**Task prompt**: Reproduce every one of the records below word for word, but leave the pictures out of your copy.

**Supplied data**:
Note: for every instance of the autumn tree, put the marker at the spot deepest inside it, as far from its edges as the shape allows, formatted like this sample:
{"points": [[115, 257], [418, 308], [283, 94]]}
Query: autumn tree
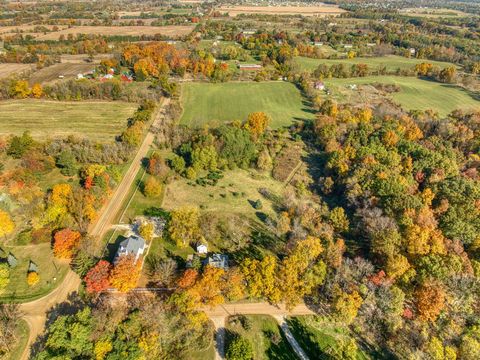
{"points": [[65, 243], [261, 278], [98, 278], [6, 224], [125, 274], [257, 123], [184, 226]]}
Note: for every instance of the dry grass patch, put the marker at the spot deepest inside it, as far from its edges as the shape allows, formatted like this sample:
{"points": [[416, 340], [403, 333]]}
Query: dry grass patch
{"points": [[67, 70], [317, 10], [171, 31], [9, 69]]}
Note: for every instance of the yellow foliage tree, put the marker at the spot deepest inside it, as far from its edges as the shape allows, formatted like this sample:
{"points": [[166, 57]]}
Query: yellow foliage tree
{"points": [[6, 224], [33, 278]]}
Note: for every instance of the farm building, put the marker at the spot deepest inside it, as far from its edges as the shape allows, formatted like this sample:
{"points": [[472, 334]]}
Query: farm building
{"points": [[133, 245]]}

**Output below**:
Note: for every instance of the autumn tree, put the marker at the spot deepest inside it, as far from its edges as the shape allows, formatted like this sample:
{"points": [[115, 257], [418, 308], [283, 94]]}
Query: autumn tree
{"points": [[65, 243], [261, 278], [98, 278], [6, 224], [125, 274], [257, 123], [184, 226]]}
Note: for every instance of the dry grass patch, put the marker at the spot deepest inside it, as far from its edges as the shape allows, formatted like this sample:
{"points": [[416, 340], [403, 333]]}
Query: dry grass patch
{"points": [[67, 70], [317, 10], [171, 31], [9, 69]]}
Note: for every instance of the yellow foliage tree, put the marker at the spot deepest inside it, as far from its edges as the shape allows, formatted like this sample:
{"points": [[166, 57]]}
Query: yellow foliage tree
{"points": [[6, 224], [33, 278]]}
Note: for every instance of the farm building, put the marker at the spot deepest inside it, as far from its edges as the shape allows, formatted like this sample:
{"points": [[472, 334]]}
Query: farm building
{"points": [[133, 245]]}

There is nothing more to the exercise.